> [TAREFAS DO EXERCÍCIO]:
1. Passe para o inglês esta frase do trecho sobre reformas no Brasil: "O Brexit surgiu de movimento de descontentamento de uma classe trabalhadora ameaçada pela abertura comercial."
2. Dê sequência ao trecho sobre reformas no Brasil, começando logo após a última frase dele.

> [TRECHO SELECIONADO]:
■ ■ ■

A importância da coesão social como fator de estabilidade tem ficado clara nos recentes episódios de radicalização política vividos em diversos países. O encolhimento da participação da classe média na renda tem gerado desconforto com a representação política tradicional, e novos partidos extremistas têm ganhado espaço em vários países. Há crescente fragmentação partidária, levando a governos minoritários, como na Espanha e na Itália.
O Brexit surgiu de movimento de descontentamento de uma classe trabalhadora ameaçada pela abertura comercial. Donald Trump e sua política externa mercantilista têm origem semelhante. 
No Brasil, o baixo consenso social alimenta um ambiente antirreformas por uma combinação de populismo, conflito distributivo em torno de rendas intermediadas pelo Estado, fragmentação política e protecionismo comercial e regulatório.
Não obstante todas essas dificuldades "estruturais" para fazer reformas no Brasil, sempre surgem algumas janelas de oportunidade. Em geral, elas são criadas por crises, que evidenciam a necessidade de mudanças e enfraquecem a defesa de interesses corporativos específicos.
Também abre espaço para reformas o "efeito lua de mel", que existe nos primeiros meses de gestão de um governante recém-eleito.
Desde os anos 1980, o Brasil aproveitou essas situações para fazer reformas. Assim, por exemplo, a crise de balanço de pagamentos de 1982-83 gerou reformas fiscais e monetárias. A hiperinflação criou condições para o sucesso do Plano Real.

■ ■ ■

> [MATERIAL LISTADO]:

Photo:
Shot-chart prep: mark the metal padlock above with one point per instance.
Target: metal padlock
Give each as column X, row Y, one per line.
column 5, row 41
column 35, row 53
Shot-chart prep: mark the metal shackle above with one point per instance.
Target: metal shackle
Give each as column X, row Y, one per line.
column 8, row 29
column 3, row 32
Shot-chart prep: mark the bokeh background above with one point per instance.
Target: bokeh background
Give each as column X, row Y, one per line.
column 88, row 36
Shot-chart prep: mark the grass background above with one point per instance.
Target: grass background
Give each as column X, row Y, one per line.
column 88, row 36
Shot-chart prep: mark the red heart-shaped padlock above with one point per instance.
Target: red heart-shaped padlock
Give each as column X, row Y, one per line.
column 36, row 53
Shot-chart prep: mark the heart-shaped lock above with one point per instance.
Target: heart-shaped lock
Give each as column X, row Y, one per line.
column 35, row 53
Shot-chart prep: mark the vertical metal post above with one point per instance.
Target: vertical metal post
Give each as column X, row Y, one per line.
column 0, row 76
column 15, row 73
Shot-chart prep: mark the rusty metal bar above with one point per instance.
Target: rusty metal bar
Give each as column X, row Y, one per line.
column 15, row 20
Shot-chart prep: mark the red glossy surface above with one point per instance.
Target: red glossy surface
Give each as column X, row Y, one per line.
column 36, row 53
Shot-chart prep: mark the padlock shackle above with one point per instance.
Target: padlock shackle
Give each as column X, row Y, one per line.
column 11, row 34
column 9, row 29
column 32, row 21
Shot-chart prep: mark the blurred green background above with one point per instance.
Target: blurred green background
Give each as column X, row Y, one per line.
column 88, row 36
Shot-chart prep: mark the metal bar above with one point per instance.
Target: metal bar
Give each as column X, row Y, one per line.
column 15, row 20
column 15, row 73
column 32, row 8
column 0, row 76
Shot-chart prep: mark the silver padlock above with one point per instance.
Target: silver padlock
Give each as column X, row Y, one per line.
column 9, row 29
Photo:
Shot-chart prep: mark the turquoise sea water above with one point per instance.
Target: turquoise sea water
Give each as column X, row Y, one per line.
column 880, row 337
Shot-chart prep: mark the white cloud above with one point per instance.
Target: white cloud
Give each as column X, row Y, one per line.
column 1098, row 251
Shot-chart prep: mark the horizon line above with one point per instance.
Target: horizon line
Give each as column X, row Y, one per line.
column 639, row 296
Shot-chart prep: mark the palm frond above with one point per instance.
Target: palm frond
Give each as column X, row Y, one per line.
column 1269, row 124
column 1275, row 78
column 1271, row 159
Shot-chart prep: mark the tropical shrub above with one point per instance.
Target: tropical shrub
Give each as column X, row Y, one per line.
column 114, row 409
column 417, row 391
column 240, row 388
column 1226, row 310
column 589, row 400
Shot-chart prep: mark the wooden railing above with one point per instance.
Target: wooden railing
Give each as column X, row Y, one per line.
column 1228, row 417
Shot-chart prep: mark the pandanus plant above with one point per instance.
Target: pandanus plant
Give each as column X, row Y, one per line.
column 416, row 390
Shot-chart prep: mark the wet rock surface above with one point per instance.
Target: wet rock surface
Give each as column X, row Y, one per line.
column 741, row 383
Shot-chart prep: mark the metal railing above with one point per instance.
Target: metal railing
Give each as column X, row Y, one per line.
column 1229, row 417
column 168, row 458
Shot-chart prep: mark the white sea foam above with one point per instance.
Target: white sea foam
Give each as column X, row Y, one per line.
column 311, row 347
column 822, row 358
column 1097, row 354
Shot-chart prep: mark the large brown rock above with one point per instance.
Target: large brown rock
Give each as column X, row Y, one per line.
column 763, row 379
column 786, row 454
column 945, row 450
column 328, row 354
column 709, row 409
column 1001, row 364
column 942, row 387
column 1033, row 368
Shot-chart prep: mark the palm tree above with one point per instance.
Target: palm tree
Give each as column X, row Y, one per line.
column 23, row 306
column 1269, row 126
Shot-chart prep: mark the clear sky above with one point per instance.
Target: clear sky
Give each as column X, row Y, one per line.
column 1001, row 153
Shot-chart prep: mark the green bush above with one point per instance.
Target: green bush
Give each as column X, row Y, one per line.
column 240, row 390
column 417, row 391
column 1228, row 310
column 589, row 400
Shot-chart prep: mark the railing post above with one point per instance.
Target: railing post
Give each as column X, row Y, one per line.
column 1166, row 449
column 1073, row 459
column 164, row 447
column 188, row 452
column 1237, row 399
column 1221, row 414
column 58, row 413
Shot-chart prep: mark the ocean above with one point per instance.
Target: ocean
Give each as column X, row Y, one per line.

■ ■ ■

> [RESPOSTAS DO EXERCÍCIO]:
1. Brexit arose from a movement of discontent among a working class threatened by trade liberalization.

2.
O efeito lua de mel no governo Collor permitiu um movimento de abertura comercial, e nos governos FHC e Lula viabilizaram-se duas reformas da Previdência. 
Da crise de balanço de pagamentos de 1998 vieram o sistema de metas de inflação, o câmbio flutuante e o regime de metas fiscais.
Porém, recentemente o Brasil andou na direção contrária. De 2005 a 2015 vivemos um período de reversão de reformas. A crise política do mensalão levou à expansão do gasto público como forma de sustentar politicamente o governo. Uma expansão no preço internacional de commodities deu impulso ao crescimento e criou a ilusão de que os desequilíbrios fiscais estruturais estavam resolvidos. 
Relaxou-se o equilíbrio fiscal e praticou-se política pública na direção oposta das reformas de que o país necessita: aumentou a interferência estatal nas decisões privadas, a exploração do petróleo foi praticamente reestatizada, houve generalizada interferência do governo nos preços de energia e combustíveis, proteção setorial e fechamento da economia, grande desperdício de recursos públicos e privados em investimentos inviáveis.
A crise daí decorrente abriu nova oportunidade de reformas, e o governo Temer avançou nessa agenda, criando um teto de gastos, fazendo reformas relevantes no mercado de crédito, revertendo a estatização do setor de petróleo, retomando o controle dos gastos públicos e as privatizações e concessões, desmontando equivocadas políticas de créditos subsidiadas.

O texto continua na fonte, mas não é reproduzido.